> [WORK TO COMPLETE]: Retype the financing text below word for word, from start to finish.

> [TEXT]:
## start
At October 30, 2010, we had no borrowings outstanding under the Credit Agreement. We had $558 million of letters of credit outstanding under the Credit Agreement. As a result, our availability under the agreement was $1.9 billion at October 30, 2010. The majority of the letters of credit outstanding are used to provide collateral for our insurance programs.

Senior Secured Notes

In October 2010, we sold $1 billion aggregate principal amount of senior secured notes (the “Notes”), which bear interest at 6 5/8% per annum and mature on October 15, 2018. Concurrent with the closing of the sale of the Notes, the Company sold $250 million aggregate principal amount of Notes to the Company’s domestic pension plan in a private placement. The Notes are guaranteed by certain subsidiaries of the Company and are secured by a security interest in certain assets consisting primarily of domestic inventory and credit card receivables. The Company used the net proceeds of this offering to repay borrowings outstanding under the Credit Agreement on the settlement date and to fund the working capital requirements of our retail businesses, capital expenditures and for general corporate purposes.

Sears Canada Credit Agreement

In September 2010, Sears Canada entered into a five-year, $800 million Canadian senior secured revolving credit facility (the “Sears Canada Facility”). The Sears Canada Facility is available for Sears Canada’s general corporate purposes and is secured by a first lien on substantially all of Sears Canada’s non-real estate assets. Availability under the Sears Canada Facility is determined pursuant to a borrowing base formula based on inventory and account and credit card receivables, subject to certain limitations.
## end
> [DATASET EXTRACT]:
## start
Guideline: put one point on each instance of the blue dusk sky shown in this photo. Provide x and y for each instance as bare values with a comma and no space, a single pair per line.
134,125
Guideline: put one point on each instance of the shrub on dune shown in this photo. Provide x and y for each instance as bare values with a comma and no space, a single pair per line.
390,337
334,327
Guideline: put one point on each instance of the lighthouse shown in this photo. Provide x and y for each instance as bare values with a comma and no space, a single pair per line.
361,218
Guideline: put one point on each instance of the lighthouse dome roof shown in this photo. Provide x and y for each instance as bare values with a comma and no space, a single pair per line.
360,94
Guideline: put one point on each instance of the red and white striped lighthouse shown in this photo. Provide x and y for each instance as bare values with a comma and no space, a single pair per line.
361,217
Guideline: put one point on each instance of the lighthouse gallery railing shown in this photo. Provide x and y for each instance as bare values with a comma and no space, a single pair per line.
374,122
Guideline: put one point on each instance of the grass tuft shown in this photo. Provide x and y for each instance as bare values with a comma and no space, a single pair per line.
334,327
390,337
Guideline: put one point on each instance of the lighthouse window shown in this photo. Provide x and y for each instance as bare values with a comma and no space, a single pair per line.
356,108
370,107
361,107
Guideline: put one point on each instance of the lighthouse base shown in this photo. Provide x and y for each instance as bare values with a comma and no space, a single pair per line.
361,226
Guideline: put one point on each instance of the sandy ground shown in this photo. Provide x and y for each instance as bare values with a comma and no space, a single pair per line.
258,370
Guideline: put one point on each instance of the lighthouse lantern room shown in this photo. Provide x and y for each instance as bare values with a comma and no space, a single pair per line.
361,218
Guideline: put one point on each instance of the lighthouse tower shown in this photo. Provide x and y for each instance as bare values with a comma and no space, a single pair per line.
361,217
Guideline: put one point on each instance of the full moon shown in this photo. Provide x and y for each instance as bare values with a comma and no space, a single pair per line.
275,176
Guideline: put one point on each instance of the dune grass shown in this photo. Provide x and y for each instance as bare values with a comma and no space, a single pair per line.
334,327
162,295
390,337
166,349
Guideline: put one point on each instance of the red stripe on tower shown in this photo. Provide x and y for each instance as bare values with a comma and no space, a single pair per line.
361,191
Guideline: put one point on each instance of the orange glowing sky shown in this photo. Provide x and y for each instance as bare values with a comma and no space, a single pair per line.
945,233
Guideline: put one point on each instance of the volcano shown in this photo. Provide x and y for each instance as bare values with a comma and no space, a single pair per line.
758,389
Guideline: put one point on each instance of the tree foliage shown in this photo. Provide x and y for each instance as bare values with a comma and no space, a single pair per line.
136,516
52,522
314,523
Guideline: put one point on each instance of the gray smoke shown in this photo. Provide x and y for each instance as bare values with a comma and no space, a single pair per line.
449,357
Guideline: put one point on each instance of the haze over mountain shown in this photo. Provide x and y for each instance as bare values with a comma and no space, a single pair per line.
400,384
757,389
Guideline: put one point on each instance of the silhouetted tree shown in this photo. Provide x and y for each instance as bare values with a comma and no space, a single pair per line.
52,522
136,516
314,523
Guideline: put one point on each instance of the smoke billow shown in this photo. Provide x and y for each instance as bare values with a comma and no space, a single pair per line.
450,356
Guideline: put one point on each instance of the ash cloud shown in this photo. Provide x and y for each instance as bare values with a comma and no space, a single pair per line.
## end
> [EXPECTED ANSWER]:
At October 30, 2010, we had no borrowings outstanding under the Credit Agreement. We had $558 million of letters of credit outstanding under the Credit Agreement. As a result, our availability under the agreement was $1.9 billion at October 30, 2010. The majority of the letters of credit outstanding are used to provide collateral for our insurance programs.

Senior Secured Notes

In October 2010, we sold $1 billion aggregate principal amount of senior secured notes (the “Notes”), which bear interest at 6 5/8% per annum and mature on October 15, 2018. Concurrent with the closing of the sale of the Notes, the Company sold $250 million aggregate principal amount of Notes to the Company’s domestic pension plan in a private placement. The Notes are guaranteed by certain subsidiaries of the Company and are secured by a security interest in certain assets consisting primarily of domestic inventory and credit card receivables. The Company used the net proceeds of this offering to repay borrowings outstanding under the Credit Agreement on the settlement date and to fund the working capital requirements of our retail businesses, capital expenditures and for general corporate purposes.

Sears Canada Credit Agreement

In September 2010, Sears Canada entered into a five-year, $800 million Canadian senior secured revolving credit facility (the “Sears Canada Facility”). The Sears Canada Facility is available for Sears Canada’s general corporate purposes and is secured by a first lien on substantially all of Sears Canada’s non-real estate assets. Availability under the Sears Canada Facility is determined pursuant to a borrowing base formula based on inventory and account and credit card receivables, subject to certain limitations.